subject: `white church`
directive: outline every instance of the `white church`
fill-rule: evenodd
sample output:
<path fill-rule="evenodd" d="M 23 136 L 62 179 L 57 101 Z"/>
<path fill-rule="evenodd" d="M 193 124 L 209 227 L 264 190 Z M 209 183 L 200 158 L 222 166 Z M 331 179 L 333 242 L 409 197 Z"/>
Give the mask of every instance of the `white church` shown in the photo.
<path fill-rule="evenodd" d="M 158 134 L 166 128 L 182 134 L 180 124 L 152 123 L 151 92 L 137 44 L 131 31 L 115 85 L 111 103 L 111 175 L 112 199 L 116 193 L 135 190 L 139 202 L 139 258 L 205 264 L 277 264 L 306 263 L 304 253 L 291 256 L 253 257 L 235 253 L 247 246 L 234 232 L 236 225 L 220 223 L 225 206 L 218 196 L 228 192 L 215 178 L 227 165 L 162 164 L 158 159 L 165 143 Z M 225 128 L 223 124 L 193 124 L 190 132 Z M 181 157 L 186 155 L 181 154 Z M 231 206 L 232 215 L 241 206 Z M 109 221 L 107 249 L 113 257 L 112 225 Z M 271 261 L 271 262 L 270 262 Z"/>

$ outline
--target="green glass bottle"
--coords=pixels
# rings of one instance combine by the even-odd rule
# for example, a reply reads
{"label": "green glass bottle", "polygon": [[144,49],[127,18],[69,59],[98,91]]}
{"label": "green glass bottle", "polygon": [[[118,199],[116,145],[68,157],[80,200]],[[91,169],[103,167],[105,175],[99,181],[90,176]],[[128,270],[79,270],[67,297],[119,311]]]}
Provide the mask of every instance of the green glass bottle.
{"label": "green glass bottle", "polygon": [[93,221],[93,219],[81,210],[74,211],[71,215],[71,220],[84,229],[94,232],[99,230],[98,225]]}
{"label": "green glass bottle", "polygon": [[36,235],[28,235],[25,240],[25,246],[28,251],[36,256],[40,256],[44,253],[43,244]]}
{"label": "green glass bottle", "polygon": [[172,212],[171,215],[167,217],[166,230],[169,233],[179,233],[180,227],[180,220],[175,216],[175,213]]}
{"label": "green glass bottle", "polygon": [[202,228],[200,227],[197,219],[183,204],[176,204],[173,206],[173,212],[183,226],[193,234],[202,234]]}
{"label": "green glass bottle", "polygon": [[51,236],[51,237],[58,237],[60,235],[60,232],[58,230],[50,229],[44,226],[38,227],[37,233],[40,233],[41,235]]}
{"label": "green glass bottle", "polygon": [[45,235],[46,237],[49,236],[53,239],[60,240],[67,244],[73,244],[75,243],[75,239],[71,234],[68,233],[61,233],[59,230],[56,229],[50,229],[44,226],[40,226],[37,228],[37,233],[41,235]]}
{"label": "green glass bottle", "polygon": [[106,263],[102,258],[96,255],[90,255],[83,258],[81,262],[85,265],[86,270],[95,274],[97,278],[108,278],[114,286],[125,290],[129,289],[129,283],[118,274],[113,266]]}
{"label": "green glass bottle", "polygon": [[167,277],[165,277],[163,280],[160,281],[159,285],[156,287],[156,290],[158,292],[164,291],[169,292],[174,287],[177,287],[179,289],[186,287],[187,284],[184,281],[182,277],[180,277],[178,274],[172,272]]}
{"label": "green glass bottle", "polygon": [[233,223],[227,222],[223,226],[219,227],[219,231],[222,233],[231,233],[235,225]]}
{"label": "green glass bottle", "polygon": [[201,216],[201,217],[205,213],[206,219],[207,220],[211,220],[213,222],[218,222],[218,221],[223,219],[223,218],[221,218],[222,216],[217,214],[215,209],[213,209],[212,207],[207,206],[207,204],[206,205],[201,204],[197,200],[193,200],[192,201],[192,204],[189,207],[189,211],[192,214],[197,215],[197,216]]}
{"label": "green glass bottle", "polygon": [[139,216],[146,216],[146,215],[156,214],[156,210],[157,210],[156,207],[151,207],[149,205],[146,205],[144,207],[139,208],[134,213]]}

****************************************

TASK DETAILS
After reading the material above, state how many of its lines hold the word "outline". No other output is needed.

RESULT
2